Your reply should reproduce each line below exactly and carry none of the pictures.

[Opening Supplied entries section]

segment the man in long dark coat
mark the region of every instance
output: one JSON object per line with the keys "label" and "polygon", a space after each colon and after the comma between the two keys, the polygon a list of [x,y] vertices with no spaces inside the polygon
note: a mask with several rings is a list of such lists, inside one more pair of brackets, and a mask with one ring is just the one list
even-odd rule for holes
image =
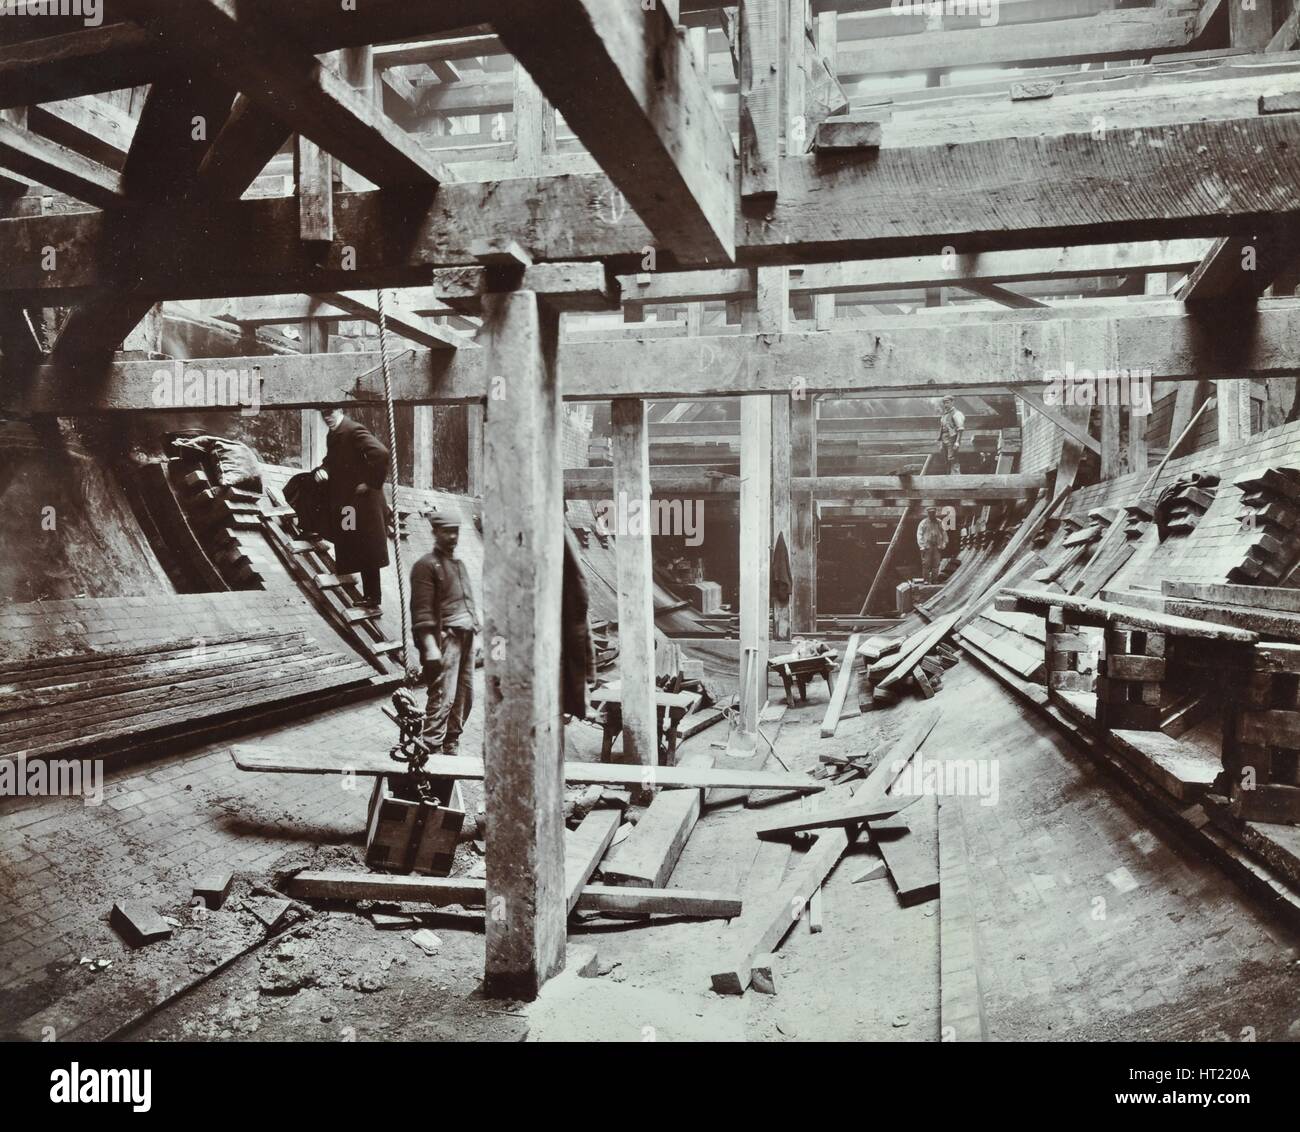
{"label": "man in long dark coat", "polygon": [[321,415],[329,426],[325,460],[316,469],[329,495],[330,530],[325,534],[334,543],[338,572],[361,575],[362,608],[378,613],[383,597],[379,571],[388,565],[388,449],[342,409],[322,409]]}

[Closing Supplied entries section]

_Result of the task_
segment the man in long dark coat
mark the region of every instance
output: one JSON object per line with the keys "label" and "polygon", a space after each colon and after the comma between the two keys, the polygon a list of [x,y] vertices with no spaces inside the polygon
note: a mask with several rings is a list of such lists, inside one more pair of brackets, and a mask with one ring is just the one list
even-odd rule for holes
image =
{"label": "man in long dark coat", "polygon": [[321,415],[329,426],[325,460],[316,469],[329,495],[330,530],[325,534],[334,543],[338,572],[361,575],[362,608],[378,613],[383,597],[379,571],[388,565],[388,449],[342,409],[322,409]]}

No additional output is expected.